_Supplied records_.

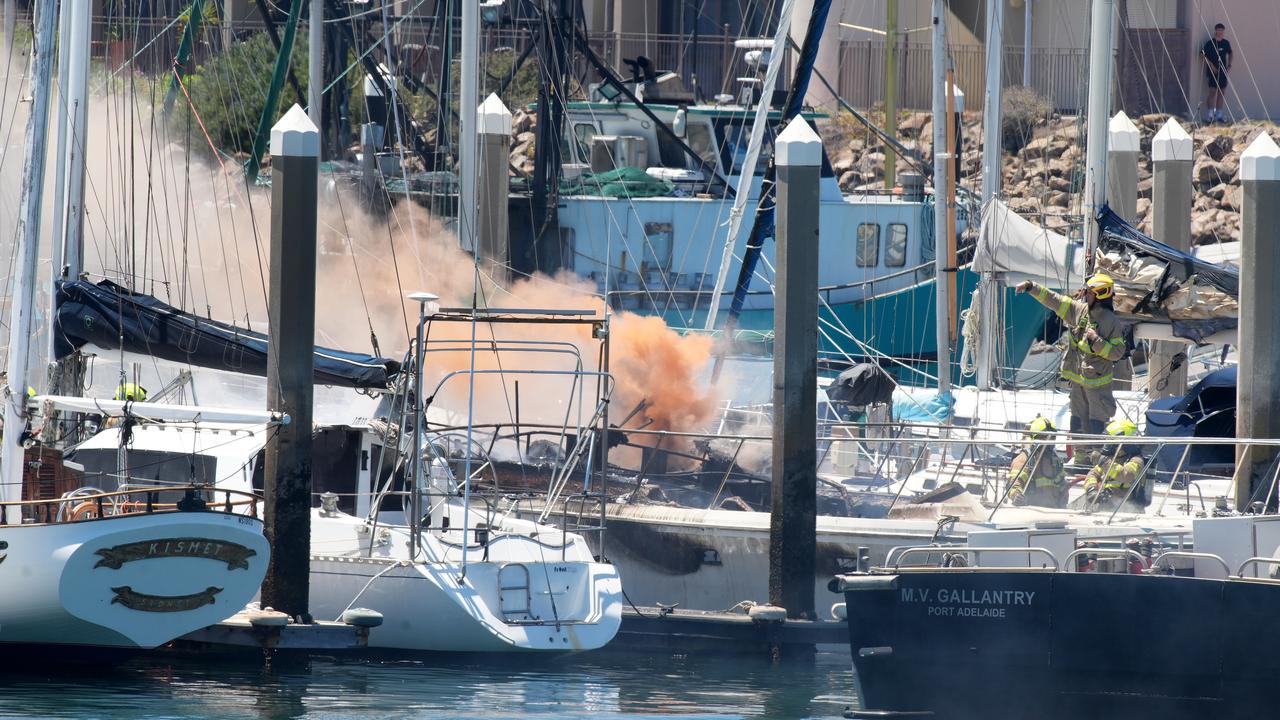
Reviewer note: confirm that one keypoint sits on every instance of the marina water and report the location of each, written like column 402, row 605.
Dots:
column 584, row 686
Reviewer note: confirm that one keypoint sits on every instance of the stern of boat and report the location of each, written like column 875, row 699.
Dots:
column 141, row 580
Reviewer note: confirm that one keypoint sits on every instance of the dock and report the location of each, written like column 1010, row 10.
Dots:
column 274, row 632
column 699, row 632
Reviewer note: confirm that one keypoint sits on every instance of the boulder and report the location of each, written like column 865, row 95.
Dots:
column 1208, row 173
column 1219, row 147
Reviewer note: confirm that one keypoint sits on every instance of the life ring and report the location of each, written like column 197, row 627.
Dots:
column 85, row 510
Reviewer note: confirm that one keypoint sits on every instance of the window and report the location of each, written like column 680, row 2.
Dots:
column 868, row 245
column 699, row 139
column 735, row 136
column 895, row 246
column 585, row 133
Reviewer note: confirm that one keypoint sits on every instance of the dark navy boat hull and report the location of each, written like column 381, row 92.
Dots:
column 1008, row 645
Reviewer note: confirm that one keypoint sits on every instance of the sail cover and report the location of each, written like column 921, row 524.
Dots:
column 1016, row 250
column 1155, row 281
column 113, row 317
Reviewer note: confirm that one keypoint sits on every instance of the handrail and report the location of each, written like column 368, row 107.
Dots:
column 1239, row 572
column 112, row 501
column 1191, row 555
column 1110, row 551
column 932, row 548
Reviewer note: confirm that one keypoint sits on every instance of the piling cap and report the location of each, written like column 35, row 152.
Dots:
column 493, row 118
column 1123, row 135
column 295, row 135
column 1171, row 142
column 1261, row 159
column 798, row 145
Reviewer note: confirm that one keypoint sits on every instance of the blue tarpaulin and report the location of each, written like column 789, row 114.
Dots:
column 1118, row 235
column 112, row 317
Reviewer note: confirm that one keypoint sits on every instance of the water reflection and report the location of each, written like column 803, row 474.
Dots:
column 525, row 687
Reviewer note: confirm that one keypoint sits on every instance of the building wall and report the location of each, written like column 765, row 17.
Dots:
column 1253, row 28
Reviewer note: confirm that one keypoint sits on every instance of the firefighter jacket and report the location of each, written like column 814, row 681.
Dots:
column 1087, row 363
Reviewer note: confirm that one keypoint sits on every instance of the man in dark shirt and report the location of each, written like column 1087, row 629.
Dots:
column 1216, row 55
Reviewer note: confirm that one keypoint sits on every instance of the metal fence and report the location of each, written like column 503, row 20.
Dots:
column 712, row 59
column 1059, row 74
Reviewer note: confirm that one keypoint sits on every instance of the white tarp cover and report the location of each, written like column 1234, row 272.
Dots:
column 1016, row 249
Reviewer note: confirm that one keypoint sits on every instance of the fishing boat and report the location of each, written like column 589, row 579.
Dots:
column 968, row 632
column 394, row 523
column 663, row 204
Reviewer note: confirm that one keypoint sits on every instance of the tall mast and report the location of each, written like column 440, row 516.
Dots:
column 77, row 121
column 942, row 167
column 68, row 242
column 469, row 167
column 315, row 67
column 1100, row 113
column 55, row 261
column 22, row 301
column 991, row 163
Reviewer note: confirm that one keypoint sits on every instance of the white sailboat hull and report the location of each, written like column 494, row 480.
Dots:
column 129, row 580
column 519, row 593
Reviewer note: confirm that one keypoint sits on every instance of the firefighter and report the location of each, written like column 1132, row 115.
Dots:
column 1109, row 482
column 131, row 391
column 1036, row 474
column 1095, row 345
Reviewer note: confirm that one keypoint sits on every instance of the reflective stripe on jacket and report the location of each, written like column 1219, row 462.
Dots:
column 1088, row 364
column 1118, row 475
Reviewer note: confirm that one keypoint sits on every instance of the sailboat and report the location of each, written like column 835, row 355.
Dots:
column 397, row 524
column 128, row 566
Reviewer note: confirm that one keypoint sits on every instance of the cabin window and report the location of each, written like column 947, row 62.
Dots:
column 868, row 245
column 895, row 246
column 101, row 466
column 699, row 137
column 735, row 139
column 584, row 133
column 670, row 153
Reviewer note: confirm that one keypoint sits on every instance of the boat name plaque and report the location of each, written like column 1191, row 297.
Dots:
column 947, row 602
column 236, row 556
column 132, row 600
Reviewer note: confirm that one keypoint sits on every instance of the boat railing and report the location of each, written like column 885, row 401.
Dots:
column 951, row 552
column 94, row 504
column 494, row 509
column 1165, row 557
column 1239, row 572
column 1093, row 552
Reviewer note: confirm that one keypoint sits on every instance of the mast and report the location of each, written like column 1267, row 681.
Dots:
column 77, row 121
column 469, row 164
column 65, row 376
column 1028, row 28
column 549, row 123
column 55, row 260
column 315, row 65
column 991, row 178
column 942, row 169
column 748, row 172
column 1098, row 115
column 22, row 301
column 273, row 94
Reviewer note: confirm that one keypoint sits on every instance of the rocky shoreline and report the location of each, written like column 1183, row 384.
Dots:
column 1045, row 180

_Aim_. Reproduce every one of the lines above word for word, leaving out the pictures.

_Full response_.
Reviewer note: confirm that one keypoint sits on every instance of the marina water and report the location of each, written like column 402, row 605.
Dots:
column 584, row 686
Reviewer note: confirm that one keypoint sits on every instance of the stern of boat and report the location of each, written like column 875, row 699.
Dots:
column 141, row 580
Reviewer note: confirm that one keypoint sits on every instance of the dock and report the location of each, written like column 1010, row 10.
Dots:
column 274, row 632
column 699, row 632
Reviewer note: confirm that one keypoint sits on every instance of the boulder and report the location of each, written like column 865, row 95.
Dots:
column 1208, row 173
column 1219, row 147
Reviewer note: confirm that one keypoint sits on every instance of the life ring and report the location of each, written like column 197, row 627.
Dots:
column 85, row 510
Reviewer note: confirm that one keypoint sits on every instance of the window and report the location of each, written like column 680, row 2.
Dots:
column 868, row 245
column 699, row 139
column 735, row 136
column 895, row 246
column 585, row 133
Reviewer note: confirm that one keypoint sits on every instance of the dark navy boat hull and report the location of each, written like column 381, row 92.
Dots:
column 1008, row 645
Reviewer note: confirm that one keypoint sits on every instance of the sail cover and report the location of each, written like column 921, row 524.
Dots:
column 1016, row 250
column 1155, row 281
column 113, row 317
Reviewer note: confirm that one keypoint sits on every instance of the handrail and report the location of each, written like column 368, row 107.
Dots:
column 1239, row 572
column 112, row 501
column 1191, row 555
column 1110, row 551
column 932, row 548
Reviewer note: confirm that one keypoint sits on every instance of the piling cap and report the location of each, written like column 35, row 152.
Dots:
column 493, row 118
column 1123, row 135
column 295, row 135
column 1171, row 142
column 1261, row 159
column 798, row 145
Reviewer note: confirm that one keypoint sits on every instance of the blue tarpaulin and report the location of each, written like column 789, row 114.
Dots:
column 1118, row 235
column 112, row 317
Reviewer note: confirm that one keypoint sits on every instance of the water reflection and report the location of each, written like column 803, row 474.
Dots:
column 525, row 687
Reviewer note: confirm that one keypoint sits on every instance of the building wall and report the location of each, written like column 765, row 17.
Dots:
column 1253, row 28
Reviewer note: confirm that one keypoint sits on every instance of the firefighter jacket and report the location of each, written like column 814, row 681.
Dots:
column 1087, row 363
Reviewer note: confirm that one keypoint sits on every instance of the man in dark shirt and report the location of each, written like column 1087, row 629.
Dots:
column 1216, row 55
Reviewer note: confirm that one keypoint sits on every instance of the metal fence and report the location of each, written like column 503, row 20.
Dots:
column 712, row 59
column 1059, row 74
Reviewer note: confirm that one keypoint sits on every instance of the white tarp cover and report the location of each, written like column 1234, row 272.
Dots:
column 1016, row 249
Reviewer note: confirm that one keypoint sits on every instance of the fishing boat and report the location of each, written like column 589, row 579.
Dots:
column 968, row 632
column 394, row 523
column 663, row 204
Reviewer note: confirm that one keypoint sits on every instance of the tall mast and report the location of each, written like column 440, row 516.
Dots:
column 77, row 121
column 942, row 167
column 68, row 242
column 469, row 167
column 315, row 67
column 1100, row 113
column 55, row 261
column 22, row 301
column 991, row 163
Reviewer note: confirm that one keypoint sits on every instance of the white sailboat hull and report the location of each, written like column 494, row 480.
Dots:
column 129, row 580
column 519, row 593
Reviewer note: confirm that one keypoint sits on every instance of the firefighter and report the location of each, written like column 1132, row 115.
Dots:
column 1109, row 482
column 131, row 391
column 1036, row 474
column 1095, row 345
Reviewer note: confirm that one keypoint sits on every instance of the reflective stripe on jacket and report the location of each, written like column 1219, row 462.
Dots:
column 1088, row 364
column 1118, row 475
Reviewer note: confirm that one keypoint sits on every instance of the sailboat and report the location of each, written like column 835, row 355.
Dots:
column 397, row 524
column 128, row 566
Reviewer note: confirm that one keypoint sits on every instance of the cabin window and report the location of each, written like column 947, row 62.
Dots:
column 868, row 245
column 895, row 246
column 101, row 466
column 699, row 137
column 735, row 139
column 584, row 133
column 670, row 153
Reviewer note: confirm that one keypoint sits on every instance of the boat name plaque and report the location of each, written like column 1191, row 297.
Dots:
column 947, row 602
column 236, row 556
column 132, row 600
Reviewer note: confirm that one keypoint sits on every instance of the boat railing and report the location of each, written like column 885, row 401.
Dots:
column 951, row 552
column 94, row 504
column 494, row 509
column 1165, row 557
column 1239, row 572
column 1093, row 552
Reviewer note: confirm that one keypoint sits on every instance of the mast and report the location of each, written like column 1267, row 681.
Dots:
column 77, row 121
column 469, row 164
column 65, row 376
column 1028, row 28
column 549, row 123
column 55, row 260
column 315, row 65
column 991, row 178
column 942, row 169
column 748, row 172
column 1098, row 115
column 22, row 301
column 273, row 94
Reviewer note: confirm that one keypoint sits on every instance of the rocky shoreline and report the location of each, written like column 1183, row 384.
Dots:
column 1045, row 180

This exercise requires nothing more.